Objetivo do exercício:
Reescreva em forma de lista o parágrafo do texto sobre a COP13 que começa com "Os 350 indígenas de várias partes do mundo", mantendo seus fatos principais.

Texto de leitura:
%%
A presença de indígenas na 13ª Conferência das Partes da Convenção da Diversidade Biológica (COP13) da Organização das Nações Unidas (ONU) chamou a atenção dos participantes e da imprensa no Moon Palace Hotel, um sofisticado resort em Cancún, no México. Mas os índios foram apenas observadores, sem direito a espaço nas fechadas rodadas de negociações. Puderam, no máximo, fazer recomendações e apelos pedindo proteção para o uso de seus conhecimentos tradicionais sobre os recursos naturais. 

COP 13 encerrou na madrugada deste domingo (18), após 16 dias de discussões e negociações de delegados de 196 países para decidir tratados internacionais de temas sobre proteção da biodiversidade no mundo. Foram decididas metas para serem adotadas pela própria Convenção e pelos Protocolos de Cartagena (Colômbia) e pelo Protocolo de Nagoya (Japão). Entre os temas estão integração da biodiversidade com atividades produtivas, segurança alimentar, proteção de florestas e estratégias para impedir extinção de espécies.

Os 350 indígenas de várias partes do mundo participantes da COP13 realizaram um fórum internacional paralelo entre os dias 9 e 11 de dezembro; deste encontro foi elaborado um documento final, com recomendações. Mas eles reclamaram do pouco espaço que tiveram e do papel secundário dado a seu conhecimento. Como reação, fizeram dois protestos: um na quinta-feira (15) e outro na sexta (16) a noite, nos corredores do Moon Palace.

Aproveitaram para lembrar que seus territórios são os únicos do planeta onde as árvores, a água e os animais estão protegidos, exigindo assim que outros setores também cumprissem as metas firmadas para a proteção da biodiversidade. Esses compromissos, resumidos das Metas de Aichi, visa proteger a biodiversidade e melhorar os benefícios sociais.
%%
Registros de uma fonte de dados:
%%
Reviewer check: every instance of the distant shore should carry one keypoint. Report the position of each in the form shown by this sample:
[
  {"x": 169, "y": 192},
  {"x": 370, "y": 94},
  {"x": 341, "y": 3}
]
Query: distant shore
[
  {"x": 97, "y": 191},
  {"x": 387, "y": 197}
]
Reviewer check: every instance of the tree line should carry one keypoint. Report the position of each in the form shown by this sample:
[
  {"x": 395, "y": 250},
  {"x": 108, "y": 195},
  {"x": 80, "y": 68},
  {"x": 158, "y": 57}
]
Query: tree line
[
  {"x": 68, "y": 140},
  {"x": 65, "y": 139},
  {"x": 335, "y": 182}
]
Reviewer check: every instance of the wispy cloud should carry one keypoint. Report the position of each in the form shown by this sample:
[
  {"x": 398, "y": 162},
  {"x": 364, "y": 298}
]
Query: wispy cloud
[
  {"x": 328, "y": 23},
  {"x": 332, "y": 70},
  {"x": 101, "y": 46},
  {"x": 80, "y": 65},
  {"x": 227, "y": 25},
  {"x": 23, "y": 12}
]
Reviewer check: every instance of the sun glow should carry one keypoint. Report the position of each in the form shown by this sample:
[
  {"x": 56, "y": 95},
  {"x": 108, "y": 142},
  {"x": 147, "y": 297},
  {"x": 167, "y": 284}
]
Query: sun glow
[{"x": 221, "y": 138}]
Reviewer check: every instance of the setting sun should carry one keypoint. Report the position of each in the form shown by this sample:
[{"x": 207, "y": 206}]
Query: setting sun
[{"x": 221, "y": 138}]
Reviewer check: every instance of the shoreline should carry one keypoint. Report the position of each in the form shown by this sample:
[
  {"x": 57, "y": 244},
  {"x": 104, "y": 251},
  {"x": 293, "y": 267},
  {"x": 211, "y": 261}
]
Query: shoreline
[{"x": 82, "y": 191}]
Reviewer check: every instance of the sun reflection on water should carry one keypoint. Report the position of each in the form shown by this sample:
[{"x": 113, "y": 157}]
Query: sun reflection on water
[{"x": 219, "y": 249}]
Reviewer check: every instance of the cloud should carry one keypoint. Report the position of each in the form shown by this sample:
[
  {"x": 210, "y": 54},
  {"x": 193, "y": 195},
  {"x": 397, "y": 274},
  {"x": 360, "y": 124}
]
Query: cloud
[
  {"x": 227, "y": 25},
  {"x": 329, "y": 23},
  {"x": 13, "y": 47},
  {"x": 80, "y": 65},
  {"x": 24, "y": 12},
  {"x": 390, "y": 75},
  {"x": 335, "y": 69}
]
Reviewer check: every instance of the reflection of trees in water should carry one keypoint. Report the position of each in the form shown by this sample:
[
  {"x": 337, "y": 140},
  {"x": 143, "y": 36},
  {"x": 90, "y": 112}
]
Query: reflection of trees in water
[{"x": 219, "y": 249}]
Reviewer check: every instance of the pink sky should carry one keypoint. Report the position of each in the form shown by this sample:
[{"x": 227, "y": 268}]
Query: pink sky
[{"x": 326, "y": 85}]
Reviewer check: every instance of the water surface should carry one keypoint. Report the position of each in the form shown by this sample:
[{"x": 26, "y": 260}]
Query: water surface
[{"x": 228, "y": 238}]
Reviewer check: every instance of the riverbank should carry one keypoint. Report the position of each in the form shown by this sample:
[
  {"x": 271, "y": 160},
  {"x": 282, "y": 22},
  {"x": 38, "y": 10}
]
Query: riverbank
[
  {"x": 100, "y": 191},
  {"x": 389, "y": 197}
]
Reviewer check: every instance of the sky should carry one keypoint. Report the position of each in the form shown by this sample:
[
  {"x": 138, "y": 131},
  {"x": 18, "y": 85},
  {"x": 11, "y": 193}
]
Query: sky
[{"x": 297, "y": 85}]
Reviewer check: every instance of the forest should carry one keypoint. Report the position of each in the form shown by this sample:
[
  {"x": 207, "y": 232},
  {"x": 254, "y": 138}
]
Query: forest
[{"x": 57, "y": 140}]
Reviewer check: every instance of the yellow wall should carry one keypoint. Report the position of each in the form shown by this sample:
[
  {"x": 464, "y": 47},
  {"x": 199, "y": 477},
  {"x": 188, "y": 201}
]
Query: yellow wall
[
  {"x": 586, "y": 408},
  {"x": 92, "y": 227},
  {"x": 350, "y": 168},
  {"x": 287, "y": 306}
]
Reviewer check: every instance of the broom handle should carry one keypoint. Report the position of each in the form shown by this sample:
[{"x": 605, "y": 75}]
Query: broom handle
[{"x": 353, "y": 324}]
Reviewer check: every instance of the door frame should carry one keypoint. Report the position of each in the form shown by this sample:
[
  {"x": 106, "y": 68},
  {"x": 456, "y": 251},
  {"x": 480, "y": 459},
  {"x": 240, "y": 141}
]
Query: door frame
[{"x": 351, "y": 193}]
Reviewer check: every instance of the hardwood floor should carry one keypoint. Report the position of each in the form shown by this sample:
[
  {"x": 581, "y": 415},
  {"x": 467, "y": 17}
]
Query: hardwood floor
%%
Resposta do exercício:
- 350 indígenas de várias partes do mundo participaram da COP13.
- Entre 9 e 11 de dezembro, realizaram um fórum internacional paralelo, do qual saiu um documento final com recomendações.
- Reclamaram do pouco espaço que tiveram e do papel secundário dado a seu conhecimento.
- Em reação, fizeram dois protestos nos corredores do Moon Palace, um na quinta-feira (15) e outro na sexta-feira (16) à noite.